#### EXERCISE BRIEF
Repeat each record word for word. Leave nothing out.

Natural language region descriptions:
%%
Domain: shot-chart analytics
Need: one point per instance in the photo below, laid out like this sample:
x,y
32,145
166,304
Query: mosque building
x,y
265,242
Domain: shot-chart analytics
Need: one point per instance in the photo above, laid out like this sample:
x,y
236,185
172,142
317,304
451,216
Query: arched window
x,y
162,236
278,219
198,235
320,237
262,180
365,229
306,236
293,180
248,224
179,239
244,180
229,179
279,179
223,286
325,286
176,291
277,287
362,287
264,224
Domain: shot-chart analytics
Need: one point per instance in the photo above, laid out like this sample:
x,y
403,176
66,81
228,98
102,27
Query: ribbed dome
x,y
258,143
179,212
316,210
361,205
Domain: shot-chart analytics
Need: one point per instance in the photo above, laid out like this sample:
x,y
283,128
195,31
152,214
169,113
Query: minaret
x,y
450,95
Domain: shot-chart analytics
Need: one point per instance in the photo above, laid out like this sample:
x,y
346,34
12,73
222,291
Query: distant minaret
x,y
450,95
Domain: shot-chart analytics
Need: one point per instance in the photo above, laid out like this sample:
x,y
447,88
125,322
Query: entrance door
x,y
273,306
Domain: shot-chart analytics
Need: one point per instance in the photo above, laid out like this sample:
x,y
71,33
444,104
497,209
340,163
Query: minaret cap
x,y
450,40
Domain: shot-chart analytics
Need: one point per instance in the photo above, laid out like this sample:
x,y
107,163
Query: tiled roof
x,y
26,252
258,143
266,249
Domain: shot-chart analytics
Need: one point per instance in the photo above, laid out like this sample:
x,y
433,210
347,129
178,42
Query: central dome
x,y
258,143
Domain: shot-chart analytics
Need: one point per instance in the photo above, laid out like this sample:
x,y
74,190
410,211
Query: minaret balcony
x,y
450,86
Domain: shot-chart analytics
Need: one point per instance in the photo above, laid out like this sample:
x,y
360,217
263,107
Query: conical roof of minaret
%%
#### TASK SOLUTION
Domain: shot-chart analytics
Need: one point per instance in the photo below, laid out like this sample:
x,y
32,145
166,304
Query: mosque building
x,y
265,242
Domain: shot-chart analytics
Need: one point per instance in the photo above, laid out like this sample:
x,y
236,185
172,142
317,304
451,216
Query: arched window
x,y
162,236
278,219
198,235
320,237
262,180
365,229
306,236
293,180
248,224
179,239
244,180
229,179
279,179
223,286
325,286
176,291
277,287
362,287
264,224
Domain: shot-chart analytics
Need: one point per instance in the photo above, laid out like this sample:
x,y
403,176
66,81
228,98
102,27
Query: ribbed dome
x,y
258,143
179,212
316,210
361,205
Domain: shot-chart analytics
Need: one point per instance in the photo above, laid out like this sample:
x,y
283,128
195,31
152,214
169,113
Query: minaret
x,y
450,95
Domain: shot-chart analytics
Need: one point per instance in the photo above, laid out like this sample:
x,y
346,34
12,73
222,291
Query: distant minaret
x,y
450,95
Domain: shot-chart analytics
Need: one point per instance in the photo above, laid out like this sample:
x,y
447,88
125,322
Query: entrance door
x,y
273,306
Domain: shot-chart analytics
Need: one point per instance in the photo above, laid out like this sample:
x,y
71,33
444,104
497,209
340,163
Query: minaret cap
x,y
450,40
Domain: shot-chart analytics
Need: one point per instance in the photo above, laid out like this sample:
x,y
107,163
Query: tiled roof
x,y
26,252
258,143
266,249
Domain: shot-chart analytics
Need: one point per instance in the photo above, laid out like this sample:
x,y
433,210
347,129
178,42
Query: central dome
x,y
258,143
Domain: shot-chart analytics
Need: one point per instance in the photo above, laid out like this sample:
x,y
74,190
410,211
Query: minaret balcony
x,y
450,86
Domain: shot-chart analytics
Need: one point per instance in the photo above, laid out like this sample:
x,y
360,217
263,107
Query: conical roof of minaret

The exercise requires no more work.